TASK STATEMENT:
Images embedded in the records are excluded; print everything else exactly as given.

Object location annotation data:

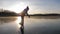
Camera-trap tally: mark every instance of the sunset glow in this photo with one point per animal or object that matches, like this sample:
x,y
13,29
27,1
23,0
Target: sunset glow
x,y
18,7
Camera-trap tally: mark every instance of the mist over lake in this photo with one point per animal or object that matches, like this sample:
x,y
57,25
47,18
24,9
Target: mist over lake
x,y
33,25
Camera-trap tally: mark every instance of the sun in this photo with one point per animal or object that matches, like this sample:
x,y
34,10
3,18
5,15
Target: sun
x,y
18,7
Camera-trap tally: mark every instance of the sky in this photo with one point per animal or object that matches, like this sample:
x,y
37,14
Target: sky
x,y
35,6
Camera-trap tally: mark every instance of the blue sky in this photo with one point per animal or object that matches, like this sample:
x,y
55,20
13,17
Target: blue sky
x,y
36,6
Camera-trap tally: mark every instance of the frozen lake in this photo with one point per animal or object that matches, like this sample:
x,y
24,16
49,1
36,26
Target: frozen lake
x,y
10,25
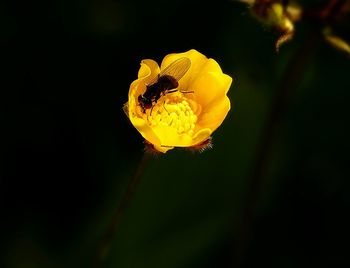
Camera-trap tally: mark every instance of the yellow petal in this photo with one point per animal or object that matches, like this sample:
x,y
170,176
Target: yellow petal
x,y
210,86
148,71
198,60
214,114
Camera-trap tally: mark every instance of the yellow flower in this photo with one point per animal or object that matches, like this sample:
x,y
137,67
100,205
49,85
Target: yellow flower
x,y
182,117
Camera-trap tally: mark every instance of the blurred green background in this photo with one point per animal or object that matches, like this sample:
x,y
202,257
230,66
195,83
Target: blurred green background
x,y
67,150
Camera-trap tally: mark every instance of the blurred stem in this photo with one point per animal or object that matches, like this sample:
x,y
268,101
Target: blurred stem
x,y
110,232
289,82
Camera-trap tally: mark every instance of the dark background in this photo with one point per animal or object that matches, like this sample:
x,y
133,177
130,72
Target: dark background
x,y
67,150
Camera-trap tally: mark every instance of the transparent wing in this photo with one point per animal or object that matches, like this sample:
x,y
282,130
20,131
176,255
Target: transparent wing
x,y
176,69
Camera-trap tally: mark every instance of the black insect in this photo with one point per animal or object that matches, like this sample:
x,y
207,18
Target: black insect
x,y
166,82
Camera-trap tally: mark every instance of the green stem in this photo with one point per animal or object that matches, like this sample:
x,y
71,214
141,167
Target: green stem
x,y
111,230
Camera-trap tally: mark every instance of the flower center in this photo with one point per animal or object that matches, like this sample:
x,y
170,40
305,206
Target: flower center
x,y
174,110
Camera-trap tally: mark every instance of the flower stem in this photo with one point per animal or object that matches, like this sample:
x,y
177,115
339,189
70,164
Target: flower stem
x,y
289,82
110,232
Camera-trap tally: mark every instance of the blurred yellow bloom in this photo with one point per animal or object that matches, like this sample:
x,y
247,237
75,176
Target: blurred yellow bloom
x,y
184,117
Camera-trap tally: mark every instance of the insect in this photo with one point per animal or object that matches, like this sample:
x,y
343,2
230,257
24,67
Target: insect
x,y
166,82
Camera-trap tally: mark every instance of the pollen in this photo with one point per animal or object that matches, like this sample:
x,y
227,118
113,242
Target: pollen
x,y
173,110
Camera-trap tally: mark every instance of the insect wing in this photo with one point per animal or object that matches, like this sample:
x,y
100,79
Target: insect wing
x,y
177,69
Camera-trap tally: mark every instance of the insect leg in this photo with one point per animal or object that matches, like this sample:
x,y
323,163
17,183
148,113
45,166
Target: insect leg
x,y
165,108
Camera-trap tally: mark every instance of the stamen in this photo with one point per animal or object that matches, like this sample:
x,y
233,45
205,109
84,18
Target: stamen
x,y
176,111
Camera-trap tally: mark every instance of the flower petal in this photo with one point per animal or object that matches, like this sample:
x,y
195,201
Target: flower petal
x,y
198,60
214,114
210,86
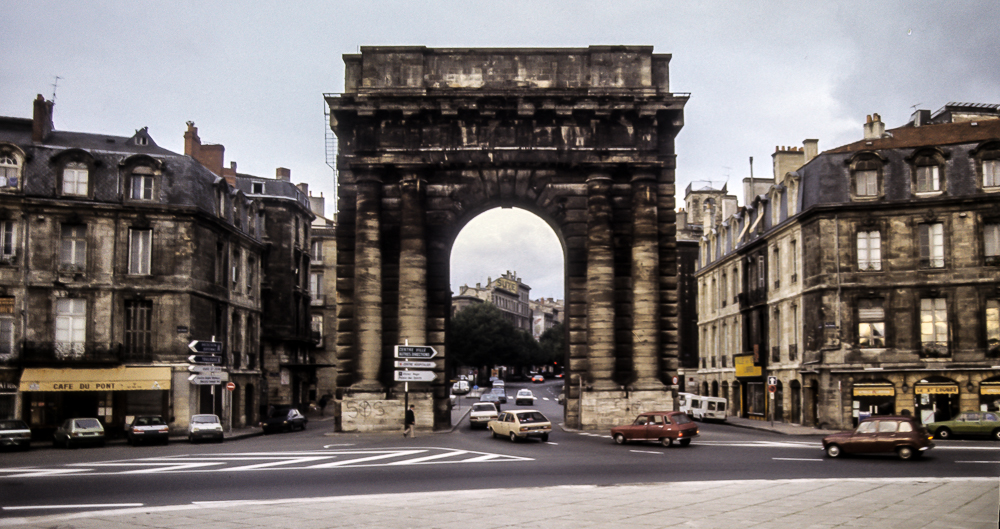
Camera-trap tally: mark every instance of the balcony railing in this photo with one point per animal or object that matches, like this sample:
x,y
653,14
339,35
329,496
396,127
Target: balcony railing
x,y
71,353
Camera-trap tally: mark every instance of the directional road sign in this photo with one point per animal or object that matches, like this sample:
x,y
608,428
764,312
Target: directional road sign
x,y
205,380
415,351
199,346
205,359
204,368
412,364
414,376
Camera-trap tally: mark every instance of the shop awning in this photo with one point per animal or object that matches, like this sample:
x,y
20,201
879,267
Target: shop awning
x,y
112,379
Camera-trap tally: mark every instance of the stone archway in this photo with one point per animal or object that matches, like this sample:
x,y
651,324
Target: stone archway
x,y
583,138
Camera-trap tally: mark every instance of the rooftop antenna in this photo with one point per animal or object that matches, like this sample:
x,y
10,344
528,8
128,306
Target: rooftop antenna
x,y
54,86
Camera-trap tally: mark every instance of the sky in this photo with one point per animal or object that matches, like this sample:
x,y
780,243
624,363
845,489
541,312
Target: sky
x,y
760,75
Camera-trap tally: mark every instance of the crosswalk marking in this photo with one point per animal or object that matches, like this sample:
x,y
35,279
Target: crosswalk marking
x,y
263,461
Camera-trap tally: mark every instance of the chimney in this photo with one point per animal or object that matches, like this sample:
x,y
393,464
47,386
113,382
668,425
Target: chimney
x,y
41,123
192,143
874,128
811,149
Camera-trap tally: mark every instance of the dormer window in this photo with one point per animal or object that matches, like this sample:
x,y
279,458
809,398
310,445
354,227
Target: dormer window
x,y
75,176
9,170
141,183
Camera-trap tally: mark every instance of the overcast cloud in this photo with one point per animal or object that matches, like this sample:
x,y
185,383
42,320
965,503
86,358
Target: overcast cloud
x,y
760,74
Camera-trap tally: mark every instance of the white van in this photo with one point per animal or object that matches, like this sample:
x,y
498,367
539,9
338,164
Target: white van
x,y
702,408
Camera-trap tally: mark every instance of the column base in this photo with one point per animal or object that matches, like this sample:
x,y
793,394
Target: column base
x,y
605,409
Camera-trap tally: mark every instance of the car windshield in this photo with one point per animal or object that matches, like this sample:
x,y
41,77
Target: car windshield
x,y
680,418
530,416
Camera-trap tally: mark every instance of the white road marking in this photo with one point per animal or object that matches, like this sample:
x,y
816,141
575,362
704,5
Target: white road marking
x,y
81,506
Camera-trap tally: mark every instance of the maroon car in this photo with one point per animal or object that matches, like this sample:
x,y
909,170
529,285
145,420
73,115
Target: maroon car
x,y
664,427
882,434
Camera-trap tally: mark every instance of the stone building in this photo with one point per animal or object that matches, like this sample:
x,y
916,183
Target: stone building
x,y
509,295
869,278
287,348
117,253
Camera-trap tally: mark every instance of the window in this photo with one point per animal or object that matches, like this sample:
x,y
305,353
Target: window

EXERCISE SOLUTION:
Camera-trap tally: mark every instance of the sunset glow in this photo with one point per animal or object that matches, like this sample:
x,y
13,29
27,1
23,0
Target: sunset glow
x,y
18,7
Camera-trap tally: mark every instance of the mist over lake in this photo with one point per animal or object that matches, like this sample:
x,y
57,25
47,18
24,9
Target: mist over lake
x,y
33,25
Camera-trap tally: mark every instance of the sun in this photo with one point per animal or object that matches, like this sample:
x,y
34,10
3,18
5,15
Target: sun
x,y
18,7
Camera-trap tally: mark every instance of the sky in this photo with one point per animal or object that matches, like this sample:
x,y
37,14
Target: sky
x,y
35,6
Camera-trap tally: mark every instance of the blue sky in this photo with one point per animal or object that matches, like this sample:
x,y
55,20
13,17
Target: blue sky
x,y
36,6
Camera-trap tally: mark every instance of the frozen lake in this photo with one point per animal or object that matches, like this sample:
x,y
24,16
49,1
36,26
Target: frozen lake
x,y
10,25
Camera-trap tally: mark every instance of the yellow petal in this photo with one point per animal or object that matches, like this sample:
x,y
170,176
Target: yellow petal
x,y
210,86
148,71
198,60
214,114
Camera-trap tally: mark every instance of the yellow flower in this photo with one point per animal or object that matches, like this sample:
x,y
137,67
100,205
49,85
Target: yellow flower
x,y
182,117
Camera-trap tally: mark every instance of the blurred green background in this photo with one point per animal or object that matches, like this sample:
x,y
202,257
230,66
195,83
Target: blurred green background
x,y
67,150
Camera-trap tally: mark every instance of the blurred stem in this photo with one point per animal or object that matches, like this sample:
x,y
268,101
Target: blurred stem
x,y
110,232
289,82
Camera-trap tally: mark every instance of the dark background in this photo with one point per animal or object that matches, like this sample:
x,y
133,177
130,72
Target: dark background
x,y
67,150
Camera-trap tally: mark every instance of the transparent wing in this photo with one point per animal or object that matches, like this sample:
x,y
282,130
20,131
176,255
Target: transparent wing
x,y
176,69
Camera-trap tally: mark every instance of the black insect in this photo with one point per animal or object that matches, like this sample:
x,y
207,18
Target: black insect
x,y
166,82
Camera-trap tally: mark every instance of the green stem in this photo with one point per animal or object that matches, like this sample:
x,y
71,214
141,167
Target: green stem
x,y
111,230
Camera-trap tally: mark every instance of the flower center in this photo with one point per animal or object that matches, like this sample:
x,y
170,40
305,206
Target: flower center
x,y
174,110
Camera-trap tally: mark every instance of the flower stem in this photo with one point per animal or object that matches, like this sample:
x,y
177,115
339,189
70,164
Target: flower stem
x,y
289,82
110,232
Camera-trap tally: mark every instance of the blurred yellow bloom in this photo with one point per animal or object that matches, like this sample:
x,y
247,237
75,176
Target: blurred yellow bloom
x,y
184,117
Camera-trap tally: mark every instance of the insect in this photo with one point per animal or object that matches, like this sample:
x,y
343,2
230,257
24,67
Target: insect
x,y
166,82
Camera-trap tally: mark every instance of the pollen in this photo with one point per animal or object that matches, like this sample:
x,y
227,118
113,242
Target: pollen
x,y
173,110
Camera-trap tally: mark every instance of the insect wing in this photo with one point per animal or object that matches, like this sample:
x,y
100,79
Target: insect wing
x,y
177,69
Camera-trap tally: mark every instance of the insect leg in this photo with one point per animal or object that matches, like this sample:
x,y
323,163
17,183
148,113
45,166
Target: insect leg
x,y
165,108
Camera-trap tally: mark every instance of the stamen in this photo with one point per animal or object that matches, like this sample:
x,y
233,45
205,109
84,18
Target: stamen
x,y
176,111
Camera-trap tally: mark every instance of the flower petal in this photo with one point per animal or object that matches, like this sample:
x,y
195,201
Target: flower petal
x,y
198,60
214,114
210,86
Camera-trap tally: mark every instance of the balcony railing in this photo with one point per animal or object that matches, like this sample:
x,y
653,14
339,35
329,496
396,127
Target: balcony railing
x,y
71,353
Camera-trap tally: mark every instance of the directional road sign in this photo with one point per animal or object that matches, like this sample:
x,y
608,428
764,312
Target: directional road sign
x,y
205,380
415,351
199,346
205,359
204,368
412,364
414,376
Camera-trap tally: mark every instance of the shop awning in this photo with one point per animal or object that matches, like this sample:
x,y
20,201
879,267
Target: shop awning
x,y
112,379
Camera-trap tally: mark every instance of the stone archway in this photo with one point per animal or object that matches, like this sample:
x,y
651,324
Target: stone archway
x,y
583,138
Camera-trap tally: mark every instance of the rooftop antenna in this photo with one point per animal or object that matches, like this sample:
x,y
10,344
528,8
128,306
Target: rooftop antenna
x,y
54,86
Camera-trap tally: mark every instance of the sky in this photo with one point per animal or object that matches, like this sample:
x,y
780,243
624,363
845,489
541,312
Target: sky
x,y
760,75
Camera-trap tally: mark every instance of the crosswalk marking in this photo with one point per animal or object that matches, like this sample:
x,y
35,279
Target: crosswalk marking
x,y
263,461
Camera-trap tally: mark every instance of the chimney in this photo with one point per animal or object that matches, like this sample:
x,y
393,464
47,386
113,382
668,425
Target: chimney
x,y
41,123
192,143
874,128
811,149
Camera-trap tally: mark every instance of the dormer window in this photo with one point per animal or object that matches, like this sample:
x,y
279,458
809,398
310,445
354,227
Target: dormer window
x,y
75,176
9,170
141,183
Camera-trap tally: mark every instance of the overcast cloud in this photo with one point per animal or object that matches, like this sample:
x,y
185,383
42,320
965,503
86,358
Target: overcast cloud
x,y
760,74
Camera-trap tally: mark every instance of the white van in this photo with one point per animal or object that matches, like this sample:
x,y
498,367
539,9
338,164
Target: white van
x,y
702,408
Camera-trap tally: mark every instance of the column base in this photo with one point per animal or object that matches, like this sample:
x,y
793,394
Target: column base
x,y
605,409
Camera-trap tally: mark every instance of the car windshield in this photo with one point per animal or object that matches, like this sample:
x,y
41,77
Target: car windshield
x,y
680,418
530,416
Camera-trap tally: mark every instance of the white road marking in this photo with one point per animal or object that matches, like this sample:
x,y
816,141
575,362
704,5
Target: white road marking
x,y
81,506
Camera-trap tally: mark every instance of the maroon car in this photo with one point per animal or object that matches, like this sample:
x,y
909,170
529,285
145,420
73,115
Target: maroon car
x,y
664,427
882,434
Camera-trap tally: mark every instance of the stone building in this photo with one point per animal or object that matches, like this sample:
x,y
916,183
Target: stone building
x,y
509,295
869,278
287,348
117,253
Camera-trap tally: mark every instance of the window in this photo with one point per animal or object that matches, like this sample:
x,y
305,353
Target: window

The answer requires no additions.